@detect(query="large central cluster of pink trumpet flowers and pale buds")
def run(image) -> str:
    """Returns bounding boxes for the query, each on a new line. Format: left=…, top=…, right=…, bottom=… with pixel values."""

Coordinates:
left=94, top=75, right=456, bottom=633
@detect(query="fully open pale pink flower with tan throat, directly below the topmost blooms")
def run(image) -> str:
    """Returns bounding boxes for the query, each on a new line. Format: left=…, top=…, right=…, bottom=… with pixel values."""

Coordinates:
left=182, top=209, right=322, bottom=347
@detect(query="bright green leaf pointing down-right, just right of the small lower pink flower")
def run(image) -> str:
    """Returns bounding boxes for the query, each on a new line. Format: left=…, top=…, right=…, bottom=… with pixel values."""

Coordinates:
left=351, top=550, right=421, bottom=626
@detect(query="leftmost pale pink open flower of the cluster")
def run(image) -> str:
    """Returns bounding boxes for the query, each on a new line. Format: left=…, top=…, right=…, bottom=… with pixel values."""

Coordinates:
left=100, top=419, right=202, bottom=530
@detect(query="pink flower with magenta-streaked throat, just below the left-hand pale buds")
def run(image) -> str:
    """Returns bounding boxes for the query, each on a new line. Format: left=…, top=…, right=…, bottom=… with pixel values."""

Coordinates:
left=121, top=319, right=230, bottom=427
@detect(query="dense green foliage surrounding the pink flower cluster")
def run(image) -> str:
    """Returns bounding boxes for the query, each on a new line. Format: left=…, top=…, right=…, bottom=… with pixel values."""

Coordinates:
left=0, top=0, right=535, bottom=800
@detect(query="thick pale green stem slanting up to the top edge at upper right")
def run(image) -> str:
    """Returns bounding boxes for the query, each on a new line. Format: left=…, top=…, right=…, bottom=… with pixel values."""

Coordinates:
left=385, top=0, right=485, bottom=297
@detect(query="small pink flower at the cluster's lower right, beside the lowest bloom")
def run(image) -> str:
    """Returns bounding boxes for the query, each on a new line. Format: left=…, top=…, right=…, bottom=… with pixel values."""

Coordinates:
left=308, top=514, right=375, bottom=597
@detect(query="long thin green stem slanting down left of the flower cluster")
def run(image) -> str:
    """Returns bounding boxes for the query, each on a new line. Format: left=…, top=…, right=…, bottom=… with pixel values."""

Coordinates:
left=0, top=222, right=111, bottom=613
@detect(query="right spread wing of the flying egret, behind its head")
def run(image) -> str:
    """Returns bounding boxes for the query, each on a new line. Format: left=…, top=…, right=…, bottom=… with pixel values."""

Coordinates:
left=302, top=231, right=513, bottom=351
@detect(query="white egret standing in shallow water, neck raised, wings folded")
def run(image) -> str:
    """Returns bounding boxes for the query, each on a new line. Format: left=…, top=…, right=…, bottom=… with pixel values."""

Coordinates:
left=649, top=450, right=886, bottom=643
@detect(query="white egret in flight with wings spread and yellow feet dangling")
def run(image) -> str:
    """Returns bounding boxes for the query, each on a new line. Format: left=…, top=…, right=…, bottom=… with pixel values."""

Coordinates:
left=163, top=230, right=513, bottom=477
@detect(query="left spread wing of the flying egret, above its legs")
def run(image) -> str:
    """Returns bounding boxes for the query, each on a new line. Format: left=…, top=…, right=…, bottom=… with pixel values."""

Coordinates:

# # #

Print out every record again, exactly and in full.

@detect(query="large central cluster of pink trumpet flowers and pale buds")
def run(image) -> str:
    """Returns bounding boxes for the query, each on a new line. Format: left=…, top=…, right=…, bottom=… with pixel values."""

Coordinates:
left=94, top=75, right=456, bottom=633
@detect(query="fully open pale pink flower with tan throat, directly below the topmost blooms")
def run(image) -> str:
    """Returns bounding boxes for the query, each on a new line. Format: left=…, top=…, right=…, bottom=… with pixel values."""

Coordinates:
left=182, top=209, right=322, bottom=347
@detect(query="bright green leaf pointing down-right, just right of the small lower pink flower")
def run(image) -> str:
    """Returns bounding boxes for the query, each on a new line. Format: left=…, top=…, right=…, bottom=… with pixel values."""

Coordinates:
left=351, top=550, right=421, bottom=626
@detect(query="leftmost pale pink open flower of the cluster")
def run(image) -> str:
    """Returns bounding boxes for the query, each on a new line. Format: left=…, top=…, right=…, bottom=… with pixel values."""

Coordinates:
left=100, top=419, right=202, bottom=530
@detect(query="pink flower with magenta-streaked throat, just below the left-hand pale buds")
def run(image) -> str:
    """Returns bounding boxes for the query, each on a new line. Format: left=…, top=…, right=…, bottom=… with pixel values."""

Coordinates:
left=121, top=319, right=230, bottom=427
@detect(query="dense green foliage surrounding the pink flower cluster")
def run(image) -> str:
    """Returns bounding boxes for the query, each on a new line. Format: left=…, top=…, right=…, bottom=… with pixel values."""

Coordinates:
left=0, top=0, right=535, bottom=800
@detect(query="thick pale green stem slanting up to the top edge at upper right")
def run(image) -> str:
    """Returns bounding boxes for the query, each on a new line. Format: left=…, top=…, right=…, bottom=… with pixel values."""

Coordinates:
left=385, top=0, right=485, bottom=297
@detect(query="small pink flower at the cluster's lower right, beside the lowest bloom")
def run(image) -> str:
    """Returns bounding boxes for the query, each on a new line. Format: left=…, top=…, right=…, bottom=… with pixel values."""

Coordinates:
left=308, top=514, right=375, bottom=597
@detect(query="long thin green stem slanting down left of the flower cluster")
def run(image) -> str:
    """Returns bounding boxes for the query, each on a new line. Format: left=…, top=…, right=…, bottom=… with pixel values."""

Coordinates:
left=0, top=222, right=111, bottom=613
@detect(query="right spread wing of the flying egret, behind its head")
def run(image) -> str:
    """Returns bounding boxes for the query, each on a new line. Format: left=…, top=…, right=…, bottom=… with pixel values."""

Coordinates:
left=302, top=231, right=513, bottom=351
@detect(query="white egret standing in shallow water, neck raised, wings folded")
def run(image) -> str:
    """Returns bounding boxes for the query, each on a new line. Format: left=…, top=…, right=…, bottom=… with pixel values."""

Coordinates:
left=649, top=450, right=886, bottom=643
@detect(query="white egret in flight with wings spread and yellow feet dangling")
def run(image) -> str:
    """Returns bounding boxes for the query, each on a new line. Format: left=…, top=…, right=…, bottom=… with pixel values."""

Coordinates:
left=163, top=230, right=513, bottom=477
@detect(query="left spread wing of the flying egret, above its legs")
def run(image) -> str:
    """Returns bounding boxes for the query, each on a new line. Format: left=…, top=…, right=…, bottom=… with pixel values."""

Coordinates:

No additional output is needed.